PASSAGE —
+++

That changed when the 2008 financial crisis made automating bank-account management a top concern. WSS acquired Speranza in 2010.

"It's become an issue about flexibility and control," Solimine says. "Number one, knowing where all your accounts are and, if the financial institution starts getting into trouble, how quickly can you move your accounts out of that business and into another one."

The pilot's goal was to conduct a thorough test that took into account every imaginable message and scenario and provided a framework for banks to seamlessly implement eBAM. Fifteen messages were tested under 100 scenarios. The test analyzed and identified key parameters in three areas: internal controls, the actual transmission of messages and how effectively the messages conveyed the necessary information.

Solimine says an array of global banks, including J.P. Morgan Chase, Citi and HSBC, are at some stage of implementing eBAM. He expects regional and community banks will eventually adopt the solution—a no-brainer considering the reduction in costs and errors that can be achieved by switching from paper to an automated system. Electronic documents are easier to audit than paper stuffed in filing cabinets. And when a corporate client's officer with signing authority on an account leaves the company, electronic documents are much easier to modify than paper forms.

"Banks get a huge efficiency pump out of this," Solimine says.

+++

Dataset excerpts on pointing to objects:

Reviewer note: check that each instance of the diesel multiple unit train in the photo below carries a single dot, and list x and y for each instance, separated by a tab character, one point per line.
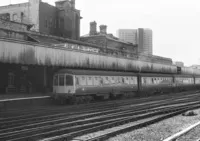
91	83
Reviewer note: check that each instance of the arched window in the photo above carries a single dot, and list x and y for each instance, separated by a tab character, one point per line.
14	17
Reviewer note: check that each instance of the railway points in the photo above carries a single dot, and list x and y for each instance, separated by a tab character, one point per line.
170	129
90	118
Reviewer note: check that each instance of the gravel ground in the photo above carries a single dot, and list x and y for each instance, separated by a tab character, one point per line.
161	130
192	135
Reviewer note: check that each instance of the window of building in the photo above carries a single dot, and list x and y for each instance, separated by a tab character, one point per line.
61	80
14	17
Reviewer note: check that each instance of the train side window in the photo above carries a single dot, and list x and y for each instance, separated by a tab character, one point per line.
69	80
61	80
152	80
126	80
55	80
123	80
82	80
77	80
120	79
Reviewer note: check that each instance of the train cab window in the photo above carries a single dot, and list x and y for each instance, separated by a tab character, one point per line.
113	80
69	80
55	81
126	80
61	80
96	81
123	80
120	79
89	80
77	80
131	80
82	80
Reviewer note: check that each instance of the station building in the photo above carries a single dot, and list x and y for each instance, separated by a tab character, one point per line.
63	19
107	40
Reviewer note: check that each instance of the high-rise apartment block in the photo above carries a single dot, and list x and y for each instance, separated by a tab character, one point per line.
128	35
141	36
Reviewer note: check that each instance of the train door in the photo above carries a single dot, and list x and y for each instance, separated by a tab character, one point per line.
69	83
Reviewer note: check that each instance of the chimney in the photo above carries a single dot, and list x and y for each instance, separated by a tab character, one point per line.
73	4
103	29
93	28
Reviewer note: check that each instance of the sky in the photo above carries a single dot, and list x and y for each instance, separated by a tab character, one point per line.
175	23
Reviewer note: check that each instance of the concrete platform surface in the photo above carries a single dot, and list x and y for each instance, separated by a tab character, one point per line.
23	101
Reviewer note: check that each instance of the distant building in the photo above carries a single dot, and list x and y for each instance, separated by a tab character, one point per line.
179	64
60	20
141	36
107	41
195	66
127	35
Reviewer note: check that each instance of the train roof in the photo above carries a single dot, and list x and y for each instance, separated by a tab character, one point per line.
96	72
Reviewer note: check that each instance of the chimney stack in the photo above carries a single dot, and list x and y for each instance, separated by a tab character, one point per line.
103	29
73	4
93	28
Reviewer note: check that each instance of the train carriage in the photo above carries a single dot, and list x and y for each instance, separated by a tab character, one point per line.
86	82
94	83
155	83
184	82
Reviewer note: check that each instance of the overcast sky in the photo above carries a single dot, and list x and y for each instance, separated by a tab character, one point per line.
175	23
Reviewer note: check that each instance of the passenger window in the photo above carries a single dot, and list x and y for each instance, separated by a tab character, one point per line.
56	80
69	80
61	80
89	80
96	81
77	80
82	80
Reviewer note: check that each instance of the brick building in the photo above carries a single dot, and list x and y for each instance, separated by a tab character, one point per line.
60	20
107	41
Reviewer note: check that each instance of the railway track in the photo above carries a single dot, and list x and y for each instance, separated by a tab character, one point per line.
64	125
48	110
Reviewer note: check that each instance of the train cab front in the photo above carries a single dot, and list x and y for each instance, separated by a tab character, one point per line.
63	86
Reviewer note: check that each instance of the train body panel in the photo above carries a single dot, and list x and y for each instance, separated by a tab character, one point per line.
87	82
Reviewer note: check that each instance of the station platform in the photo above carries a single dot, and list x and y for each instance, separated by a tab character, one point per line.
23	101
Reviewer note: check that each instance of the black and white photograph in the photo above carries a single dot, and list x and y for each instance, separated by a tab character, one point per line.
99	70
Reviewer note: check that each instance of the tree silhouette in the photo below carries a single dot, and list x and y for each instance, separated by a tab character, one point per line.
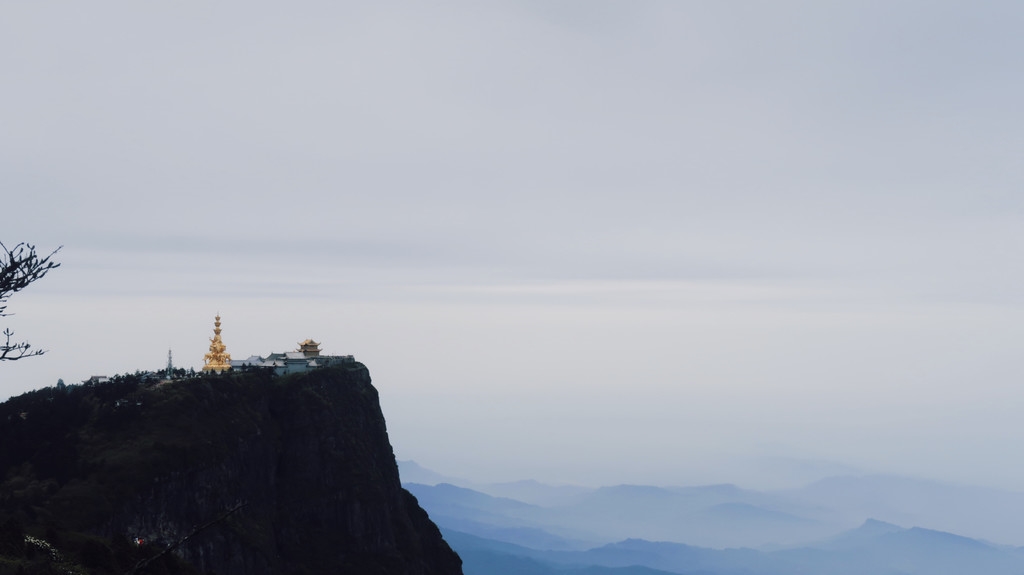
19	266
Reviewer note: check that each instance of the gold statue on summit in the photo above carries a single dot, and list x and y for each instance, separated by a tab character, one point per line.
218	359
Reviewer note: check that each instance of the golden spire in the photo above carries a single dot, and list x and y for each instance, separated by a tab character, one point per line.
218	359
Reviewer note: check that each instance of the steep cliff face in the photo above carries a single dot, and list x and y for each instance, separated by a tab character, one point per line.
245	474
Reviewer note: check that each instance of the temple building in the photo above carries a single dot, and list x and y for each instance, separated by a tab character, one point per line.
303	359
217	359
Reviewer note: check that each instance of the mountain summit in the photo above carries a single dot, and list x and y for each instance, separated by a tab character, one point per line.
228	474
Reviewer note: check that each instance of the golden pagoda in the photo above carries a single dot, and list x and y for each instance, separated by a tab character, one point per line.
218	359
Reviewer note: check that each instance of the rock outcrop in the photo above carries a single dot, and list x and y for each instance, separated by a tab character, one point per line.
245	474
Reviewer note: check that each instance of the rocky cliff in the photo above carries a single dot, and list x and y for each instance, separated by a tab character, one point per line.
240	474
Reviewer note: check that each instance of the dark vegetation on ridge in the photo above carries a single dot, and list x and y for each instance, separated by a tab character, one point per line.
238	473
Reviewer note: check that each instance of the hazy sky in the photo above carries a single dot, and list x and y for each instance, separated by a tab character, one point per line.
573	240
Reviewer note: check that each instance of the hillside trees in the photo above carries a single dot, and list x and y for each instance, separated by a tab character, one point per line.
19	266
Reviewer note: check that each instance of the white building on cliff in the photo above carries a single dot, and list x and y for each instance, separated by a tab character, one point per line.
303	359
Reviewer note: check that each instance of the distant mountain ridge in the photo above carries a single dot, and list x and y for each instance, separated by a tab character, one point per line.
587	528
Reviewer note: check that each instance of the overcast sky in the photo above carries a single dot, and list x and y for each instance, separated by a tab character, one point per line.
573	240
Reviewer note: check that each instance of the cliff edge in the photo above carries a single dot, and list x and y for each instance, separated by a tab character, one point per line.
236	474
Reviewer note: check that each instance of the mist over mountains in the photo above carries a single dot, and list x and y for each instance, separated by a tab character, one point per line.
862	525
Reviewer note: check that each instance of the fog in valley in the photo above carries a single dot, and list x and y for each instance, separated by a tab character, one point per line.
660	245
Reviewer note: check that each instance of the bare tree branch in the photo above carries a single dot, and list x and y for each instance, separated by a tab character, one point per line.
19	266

+++

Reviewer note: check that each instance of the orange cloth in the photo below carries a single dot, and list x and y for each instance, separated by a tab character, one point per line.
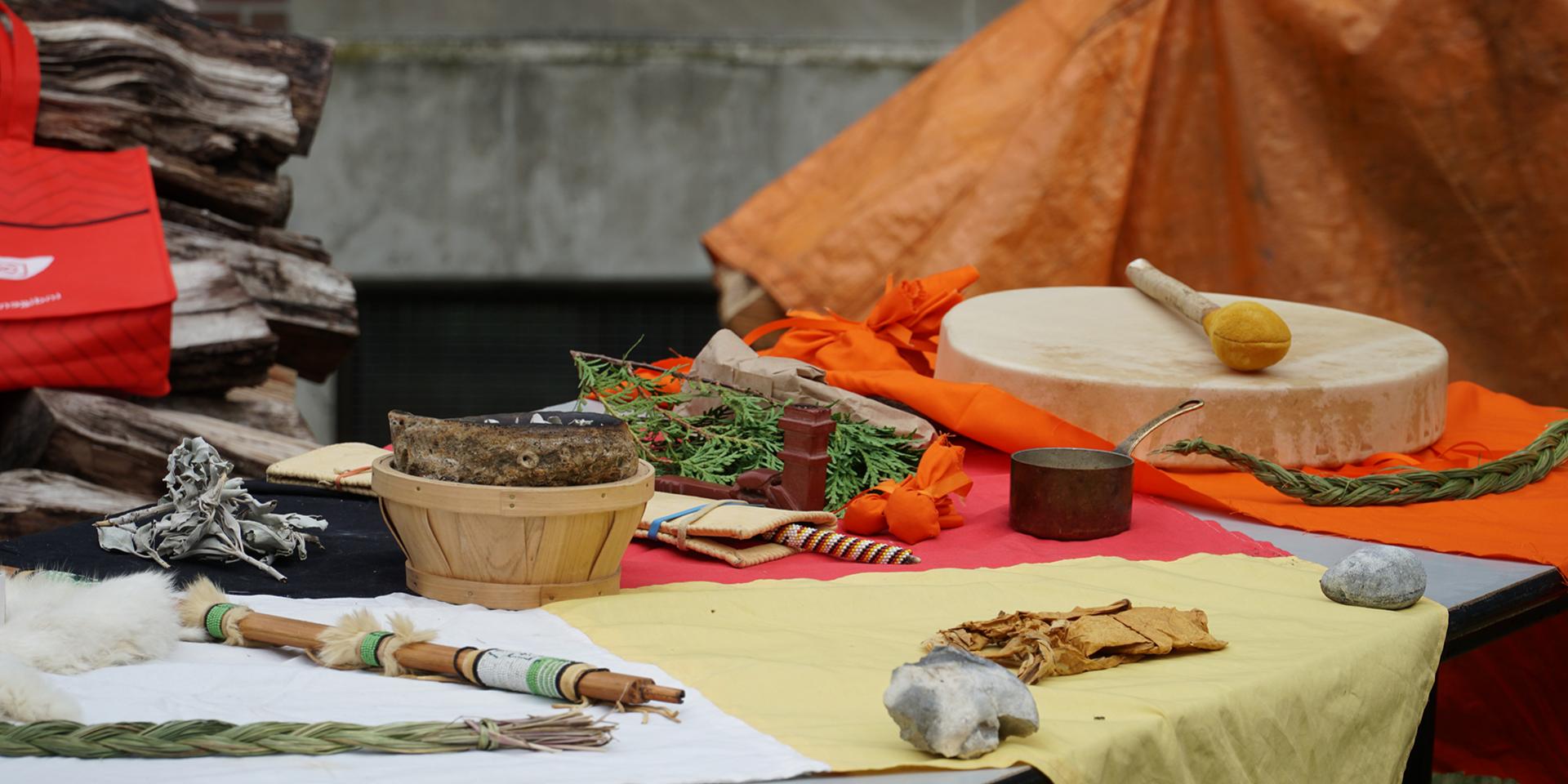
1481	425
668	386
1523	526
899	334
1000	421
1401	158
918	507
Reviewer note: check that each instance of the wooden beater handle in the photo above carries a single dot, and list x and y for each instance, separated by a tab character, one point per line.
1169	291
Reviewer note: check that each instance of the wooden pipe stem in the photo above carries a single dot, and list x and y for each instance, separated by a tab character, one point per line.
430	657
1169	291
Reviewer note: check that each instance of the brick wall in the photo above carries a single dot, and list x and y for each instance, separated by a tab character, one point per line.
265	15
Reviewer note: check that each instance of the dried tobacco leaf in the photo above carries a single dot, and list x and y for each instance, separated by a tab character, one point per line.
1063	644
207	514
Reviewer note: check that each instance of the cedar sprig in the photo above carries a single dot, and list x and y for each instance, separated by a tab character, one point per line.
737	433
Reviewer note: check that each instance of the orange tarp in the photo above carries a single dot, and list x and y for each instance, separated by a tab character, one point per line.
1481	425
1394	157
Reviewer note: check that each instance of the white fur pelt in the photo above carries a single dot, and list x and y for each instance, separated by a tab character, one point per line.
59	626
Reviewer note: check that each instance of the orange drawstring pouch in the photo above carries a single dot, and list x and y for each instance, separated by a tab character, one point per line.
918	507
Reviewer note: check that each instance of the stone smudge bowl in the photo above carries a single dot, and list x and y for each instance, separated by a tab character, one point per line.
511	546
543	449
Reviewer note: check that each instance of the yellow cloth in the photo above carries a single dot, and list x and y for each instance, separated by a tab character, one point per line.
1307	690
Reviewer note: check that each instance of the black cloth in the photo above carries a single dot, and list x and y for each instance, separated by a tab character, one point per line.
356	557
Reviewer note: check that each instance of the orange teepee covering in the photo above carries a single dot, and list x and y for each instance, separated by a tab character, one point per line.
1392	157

+++

STATED PROBLEM 1 — According to the text on electronic bank account management, how many messages did the pilot test, and under how many scenarios?
STATED PROBLEM 2 — Carry on the text on electronic bank account management from the point where it stops.
These records have no connection to the text on electronic bank account management.

RIGHT ANSWER 1 — Fifteen messages under 100 scenarios.

RIGHT ANSWER 2 —
That's also true for companies, whose executives may have signing authority for hundreds of bank accounts. Solimine notes the transparency of eBAM's electronic records, which lets companies see quickly which accounts a departing executive has signing authority on, so they can notify the banks to make appropriate changes.

Swiss Re, which has thousands of accounts at dozens of banks globally, was interested in the eBAM solution early on and approached its banks about the initiative. One of them, BNY Mellon, had been seeking to educate corporate customers about eBAM and jumped at the opportunity to participate in the pilot.

Initially Swiss Re was assigned to test a portion of the messages involved in the process but it ended up testing all of them. Swiss Re is headquartered in Zurich, with operations and banks all over the world, and Solimine says its involvement in the pilot demonstrates the "real world" capabilities of eBAM.